DOCUMENT SECTION =
In arriving at a just determination of the questions involved, it is quite necessary to consider the relations of the two statutes to each other. Considering chapter 898, which has reference to a "service charge," the special master is of the opinion, in which the court concurs, that it is entirely within the discretion of the Legislature to prescribe the form of the rate for gas, provided the legislative provision for the form does not in effect inflict a confiscatory rate. As chapter 899, prescribing the flat $1 rate, must be considered in the instant case while considering chapter 898, it follows, from the facts proven in the present instance, that the legislative enactments are both violative of the constitutional rights of the plaintiff.

The rate fixed for the plaintiff by the Public Service Commission on August 30, 1922, effective October 1, 1922, to which reference has been made, followed the litigation as to the validity of a statutory rate theretofore prescribed of no more than $1 per 1,000 cubic feet. That rate, theretofore prescribed by the Legislature and applicable to this plaintiff, had been adjudged insufficient to pay even the plaintiff's bare operating costs. 258 U.S. 178, 42 Sup. Ct. 268, 66 L. Ed. 549 (March 6, 1922). A similar adjudication had been reached in the New York state courts in regard to another gas company operating under very similar conditions to the plaintiff. The rate from October 1, 1922, *374 thus fixed by the Public Service Commission, and now abrogated and superseded by the legislative enactments under attack, fixed the service charge in conjunction with the commodity charge, as heretofore indicated.

ENTRIES SUPPLIED =
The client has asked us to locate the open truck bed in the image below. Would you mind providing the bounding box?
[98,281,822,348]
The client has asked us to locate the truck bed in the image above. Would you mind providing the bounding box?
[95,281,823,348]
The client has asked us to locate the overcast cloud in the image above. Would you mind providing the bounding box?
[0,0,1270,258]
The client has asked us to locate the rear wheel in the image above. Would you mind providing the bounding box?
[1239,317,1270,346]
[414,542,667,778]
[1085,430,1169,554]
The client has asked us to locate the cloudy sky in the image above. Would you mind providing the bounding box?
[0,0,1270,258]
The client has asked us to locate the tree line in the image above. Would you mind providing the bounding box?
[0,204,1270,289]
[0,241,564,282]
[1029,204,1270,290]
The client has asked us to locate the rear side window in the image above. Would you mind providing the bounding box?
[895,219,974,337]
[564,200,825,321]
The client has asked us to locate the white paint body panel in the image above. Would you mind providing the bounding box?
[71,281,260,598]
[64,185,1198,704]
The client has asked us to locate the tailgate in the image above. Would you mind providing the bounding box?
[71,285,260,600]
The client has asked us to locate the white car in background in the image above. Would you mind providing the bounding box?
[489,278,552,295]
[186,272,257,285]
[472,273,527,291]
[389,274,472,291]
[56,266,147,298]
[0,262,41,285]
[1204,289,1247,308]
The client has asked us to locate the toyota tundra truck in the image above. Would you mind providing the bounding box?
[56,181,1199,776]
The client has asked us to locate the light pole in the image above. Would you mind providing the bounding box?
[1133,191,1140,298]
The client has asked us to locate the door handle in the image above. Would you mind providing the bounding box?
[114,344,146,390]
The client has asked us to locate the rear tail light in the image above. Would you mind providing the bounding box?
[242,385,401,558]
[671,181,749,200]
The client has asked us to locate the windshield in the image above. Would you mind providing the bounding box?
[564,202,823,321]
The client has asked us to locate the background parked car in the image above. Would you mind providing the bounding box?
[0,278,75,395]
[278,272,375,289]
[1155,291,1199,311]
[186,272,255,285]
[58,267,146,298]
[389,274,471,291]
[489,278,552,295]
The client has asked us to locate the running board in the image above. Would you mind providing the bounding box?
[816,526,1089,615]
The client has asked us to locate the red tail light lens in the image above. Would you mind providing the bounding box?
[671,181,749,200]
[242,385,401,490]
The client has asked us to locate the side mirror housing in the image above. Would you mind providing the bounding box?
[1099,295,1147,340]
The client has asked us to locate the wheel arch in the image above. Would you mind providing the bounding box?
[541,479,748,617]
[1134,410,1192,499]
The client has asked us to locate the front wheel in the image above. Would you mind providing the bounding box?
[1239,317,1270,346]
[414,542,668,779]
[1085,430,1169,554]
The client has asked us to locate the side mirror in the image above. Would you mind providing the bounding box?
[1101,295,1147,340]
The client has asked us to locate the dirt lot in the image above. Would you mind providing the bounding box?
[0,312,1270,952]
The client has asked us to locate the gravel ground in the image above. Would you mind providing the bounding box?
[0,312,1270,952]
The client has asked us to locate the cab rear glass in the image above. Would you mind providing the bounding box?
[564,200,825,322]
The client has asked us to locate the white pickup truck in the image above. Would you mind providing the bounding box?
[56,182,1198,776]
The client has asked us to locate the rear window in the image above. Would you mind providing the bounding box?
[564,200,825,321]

TASKS FOR THIS EXERCISE =
• A. List every distinct calendar date that appears in the court opinion on gas rates.
• B. Carry the court opinion on gas rates forward from its last sentence.
The entries play no part in what follows.

THE RESPONSES =
• A. August 30, 1922; October 1, 1922; March 6, 1922

• B.
The enactment of chapter 898, prohibiting the service charge, changed the form of the rate structure, and in theory left the plaintiff free to revise its rate schedules immediately, and, if revised, the same total revenue might be earned under a flat rate system as would have been earned under a service charge plus a commodity charge. The plaintiff, however, was precluded from increasing its commodity rates, so as to make up the revenue which would otherwise be realized from the service charge, by chapter 899 of the Laws of 1923, in effect June 2, 1923, limiting the maximum rate to a flat $1 per 1,000 cubic feet. No opportunity whatever could be provided plaintiff for a revision of its rates. For the brief period of time before the flat $1 rate became effective, the rate of the plaintiff was limited to $1.15. This rate the special master has found, as heretofore indicated, was also confiscatory.

The plaintiff contends that chapter 898 is unconstitutional on additional grounds. In view of the finding of the learned special master, with which I am in accord, it is unnecessary to discuss the additional grounds urged against the validity of this statute.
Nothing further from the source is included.